Devo fazer um último comentário. Nesse clima de fla x flu que virou o Brasil, onde as visões políticas se converteram num misto de religião e torcida organizada, as pessoas esquecem de algo muito importante: ficar do lado correto, medir escalas, proporções. Tratam um lado com uma colher de chá e o outro, com a de sopa. Anulado ou não o processo por questões formais, isso não significa que a coleção de cafajestes que assaltou o nosso país seja menos culpada; não significa que não houve o maior roubo institucional da nossa história republicana; não significa que a quadrilha que se organizou em satélites partidários seja menos culpada, menos horrível, menos torpe. Continuam sendo cafajestes que, lamentavelmente, são defendidos por torcedores fanáticos, gente com a visão completamente deturpada por um messianismo entranhado numa plataforma política que apresentou muitos resultados excelentes, mas custou ao país bilhões desviados e, agora, a maior crise financeira desde o encilhamento da primeira república. 

Não vamos misturar alhos com bugalhos. A safadeza de uns (peculato, corrupção ativa e passiva, lavagem de dinheiro) não tem a mesma natureza e nem a mesma proporção de uma mera suspeição judicial por mais antiética que ela seja. Por que? Facílimo responder: porque a corrupção da quadrilha partidária brasileira nos deixou mais pobres, desviou recursos públicos bilionários que poderiam e deveriam estar aplicados no mercado, afetou a economia nacional e jogou no desemprego milhões de pessoas. Trata-se de um descalabro. A suspeição de um juiz e de acusadores gera a nulidade processual e, no máximo, o desperdício de dinheiro com aquele conjunto processual. Não se compara a corrupção profissionalizada que tunga recursos públicos em proporções hiperbólicas com as patifaria processuais de autoridades que acreditam na máxima maquiavélica, onde os fins justificariam os meios. Não justificavam nem para a manutenção da república florentina e continuam não se prestando para salvar processos, nem mesmo processos contra gente vil que se usou do cargo máximo da república brasileira para assaltar o povo com os cupinchas de terno e gravata que nos assombram diariamente.
======
(Pedido escrito 1):
Reescreva em forma de lista o parágrafo do texto que começa com "Não vamos misturar alhos com bugalhos", preservando seus fatos principais.
O texto e os registros não têm relação entre si.
======
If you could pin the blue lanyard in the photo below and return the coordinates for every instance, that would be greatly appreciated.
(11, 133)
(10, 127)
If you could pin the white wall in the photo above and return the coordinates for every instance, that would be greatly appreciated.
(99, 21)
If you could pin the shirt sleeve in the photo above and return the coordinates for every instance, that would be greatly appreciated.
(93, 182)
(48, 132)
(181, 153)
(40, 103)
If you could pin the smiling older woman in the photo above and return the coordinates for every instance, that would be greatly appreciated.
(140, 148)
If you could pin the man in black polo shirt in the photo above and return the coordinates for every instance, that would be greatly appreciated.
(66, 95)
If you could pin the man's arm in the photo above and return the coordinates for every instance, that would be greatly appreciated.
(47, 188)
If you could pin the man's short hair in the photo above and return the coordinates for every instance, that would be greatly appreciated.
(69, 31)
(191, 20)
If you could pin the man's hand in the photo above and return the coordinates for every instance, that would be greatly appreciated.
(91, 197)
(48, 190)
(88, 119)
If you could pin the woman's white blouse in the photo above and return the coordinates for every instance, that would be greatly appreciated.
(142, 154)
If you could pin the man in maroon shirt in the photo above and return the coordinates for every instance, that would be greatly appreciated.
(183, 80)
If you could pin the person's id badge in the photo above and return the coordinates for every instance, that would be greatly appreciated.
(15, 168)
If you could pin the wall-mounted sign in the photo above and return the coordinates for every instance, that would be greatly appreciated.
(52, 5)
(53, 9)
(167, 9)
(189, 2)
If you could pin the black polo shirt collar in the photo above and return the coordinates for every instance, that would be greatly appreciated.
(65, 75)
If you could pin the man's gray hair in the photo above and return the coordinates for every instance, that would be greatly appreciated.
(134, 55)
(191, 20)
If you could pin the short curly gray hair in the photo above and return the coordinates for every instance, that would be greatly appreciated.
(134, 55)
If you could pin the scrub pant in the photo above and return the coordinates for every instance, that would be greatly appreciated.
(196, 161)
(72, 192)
======
(Pedido escrito 2):
Por favor, disponha como tabela Markdown, com as colunas "Nº" e "Linha", as linhas dos registros começando na que contém "If you could pin the scrub" e terminando no fim dos registros, sem as linhas em branco.

(Resposta completa 1):
- A safadeza de uns (peculato, corrupção ativa e passiva, lavagem de dinheiro) não tem a mesma natureza nem a mesma proporção de uma mera suspeição judicial, por mais antiética que ela seja.
- A corrupção da quadrilha partidária brasileira deixou o país mais pobre, desviou recursos públicos bilionários, afetou a economia nacional e jogou milhões de pessoas no desemprego.
- A suspeição de um juiz e de acusadores gera a nulidade processual e, no máximo, o desperdício de dinheiro com aquele conjunto processual.
- A máxima maquiavélica de que os fins justificariam os meios não serviu para manter a república florentina. Ela também não serve para salvar processos, nem mesmo contra quem usou o cargo máximo da república para assaltar o povo.

(Resposta completa 2):
| Nº | Linha |
|---|---|
| 1 | If you could pin the scrub pant in the photo above and return the coordinates for every instance, that would be greatly appreciated. |
| 2 | (196, 161) |
| 3 | (72, 192) |